**Exercise aim**.
Render the listing's lines from the line with "Your task is to find every instance of wrist" to the line with "[207,467,364,599]", both included, as a Markdown table with the columns Row and Line. Number each row and leave out blank lines.

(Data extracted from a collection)

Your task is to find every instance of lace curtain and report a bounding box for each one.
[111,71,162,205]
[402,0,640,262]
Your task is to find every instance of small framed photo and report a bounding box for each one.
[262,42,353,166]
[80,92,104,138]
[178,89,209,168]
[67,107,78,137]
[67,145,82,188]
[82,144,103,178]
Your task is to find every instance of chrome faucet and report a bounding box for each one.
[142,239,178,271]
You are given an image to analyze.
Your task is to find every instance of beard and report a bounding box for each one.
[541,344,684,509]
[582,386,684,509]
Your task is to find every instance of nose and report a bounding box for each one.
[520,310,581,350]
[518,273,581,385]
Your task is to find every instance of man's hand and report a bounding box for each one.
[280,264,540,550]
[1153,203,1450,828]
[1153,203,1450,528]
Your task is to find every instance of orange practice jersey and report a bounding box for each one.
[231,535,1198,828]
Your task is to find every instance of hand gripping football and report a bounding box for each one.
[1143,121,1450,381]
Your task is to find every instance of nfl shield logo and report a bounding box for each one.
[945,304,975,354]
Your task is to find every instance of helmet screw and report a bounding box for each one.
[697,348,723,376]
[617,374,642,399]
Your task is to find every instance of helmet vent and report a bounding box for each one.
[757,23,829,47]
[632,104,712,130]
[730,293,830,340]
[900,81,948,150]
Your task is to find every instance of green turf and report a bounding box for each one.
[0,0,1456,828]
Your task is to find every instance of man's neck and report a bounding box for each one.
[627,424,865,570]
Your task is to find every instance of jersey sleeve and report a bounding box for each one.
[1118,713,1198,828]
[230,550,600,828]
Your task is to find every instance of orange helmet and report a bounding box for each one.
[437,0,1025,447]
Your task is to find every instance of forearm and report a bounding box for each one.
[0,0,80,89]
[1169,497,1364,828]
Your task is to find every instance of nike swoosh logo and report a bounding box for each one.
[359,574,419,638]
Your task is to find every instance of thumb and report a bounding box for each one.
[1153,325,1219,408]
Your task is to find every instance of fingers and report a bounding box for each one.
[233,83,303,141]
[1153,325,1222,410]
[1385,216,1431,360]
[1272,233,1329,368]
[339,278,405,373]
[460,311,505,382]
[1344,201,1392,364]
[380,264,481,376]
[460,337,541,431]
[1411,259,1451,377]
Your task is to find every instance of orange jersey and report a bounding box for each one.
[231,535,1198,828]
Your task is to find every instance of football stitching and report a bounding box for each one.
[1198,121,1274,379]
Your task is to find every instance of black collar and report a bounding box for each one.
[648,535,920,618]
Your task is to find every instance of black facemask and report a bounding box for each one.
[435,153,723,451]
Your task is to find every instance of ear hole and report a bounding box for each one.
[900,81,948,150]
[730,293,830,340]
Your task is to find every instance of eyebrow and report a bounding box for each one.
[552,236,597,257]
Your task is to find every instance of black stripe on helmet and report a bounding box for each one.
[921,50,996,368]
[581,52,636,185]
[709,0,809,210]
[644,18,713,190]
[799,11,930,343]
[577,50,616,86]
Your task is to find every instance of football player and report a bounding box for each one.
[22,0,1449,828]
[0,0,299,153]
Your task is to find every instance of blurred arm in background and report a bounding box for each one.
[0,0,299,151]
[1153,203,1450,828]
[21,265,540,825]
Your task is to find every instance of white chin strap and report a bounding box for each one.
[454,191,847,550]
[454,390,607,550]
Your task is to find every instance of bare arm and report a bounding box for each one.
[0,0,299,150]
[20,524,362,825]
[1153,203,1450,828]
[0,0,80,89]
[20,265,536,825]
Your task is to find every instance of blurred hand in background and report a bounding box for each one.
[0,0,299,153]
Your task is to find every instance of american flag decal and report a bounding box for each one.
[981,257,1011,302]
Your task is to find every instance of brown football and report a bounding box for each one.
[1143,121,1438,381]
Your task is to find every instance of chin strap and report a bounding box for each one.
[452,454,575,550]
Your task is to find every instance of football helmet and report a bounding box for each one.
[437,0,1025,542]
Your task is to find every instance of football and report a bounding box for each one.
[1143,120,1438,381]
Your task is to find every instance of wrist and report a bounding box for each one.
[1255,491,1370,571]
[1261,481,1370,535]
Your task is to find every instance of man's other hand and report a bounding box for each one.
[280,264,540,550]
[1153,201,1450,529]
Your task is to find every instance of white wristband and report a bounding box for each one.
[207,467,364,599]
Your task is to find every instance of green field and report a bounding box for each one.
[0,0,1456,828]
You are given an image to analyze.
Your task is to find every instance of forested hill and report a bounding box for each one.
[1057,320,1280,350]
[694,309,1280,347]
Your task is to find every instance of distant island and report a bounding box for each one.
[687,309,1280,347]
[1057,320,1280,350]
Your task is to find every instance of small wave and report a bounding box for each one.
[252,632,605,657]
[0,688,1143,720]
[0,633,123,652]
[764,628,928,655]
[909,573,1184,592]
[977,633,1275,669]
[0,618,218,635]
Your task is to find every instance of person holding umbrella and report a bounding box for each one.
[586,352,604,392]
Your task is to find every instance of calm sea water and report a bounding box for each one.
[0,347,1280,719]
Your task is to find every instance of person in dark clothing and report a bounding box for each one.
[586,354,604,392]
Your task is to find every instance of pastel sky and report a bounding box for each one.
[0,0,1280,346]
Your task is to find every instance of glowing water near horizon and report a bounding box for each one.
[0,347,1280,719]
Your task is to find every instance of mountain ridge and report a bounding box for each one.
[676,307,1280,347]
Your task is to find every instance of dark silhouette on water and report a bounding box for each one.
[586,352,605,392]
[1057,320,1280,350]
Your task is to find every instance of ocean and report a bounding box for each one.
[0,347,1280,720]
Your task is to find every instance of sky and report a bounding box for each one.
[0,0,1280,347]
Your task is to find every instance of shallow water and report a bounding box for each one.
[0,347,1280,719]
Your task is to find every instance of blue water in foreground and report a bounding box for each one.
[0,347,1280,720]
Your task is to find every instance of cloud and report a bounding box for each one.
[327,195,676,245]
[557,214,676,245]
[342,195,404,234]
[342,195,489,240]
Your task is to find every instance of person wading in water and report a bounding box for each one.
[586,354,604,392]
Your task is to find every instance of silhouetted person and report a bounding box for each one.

**Written solution**.
| Row | Line |
|---|---|
| 1 | Your task is to find every instance of wrist and report a bounding box for each one. |
| 2 | [1255,491,1370,571] |
| 3 | [1261,481,1370,535] |
| 4 | Your task is to find every instance of man's other hand and report a bounding box for each one. |
| 5 | [280,264,540,550] |
| 6 | [1153,201,1450,529] |
| 7 | Your task is to find every instance of white wristband and report a bounding box for each one. |
| 8 | [207,467,364,599] |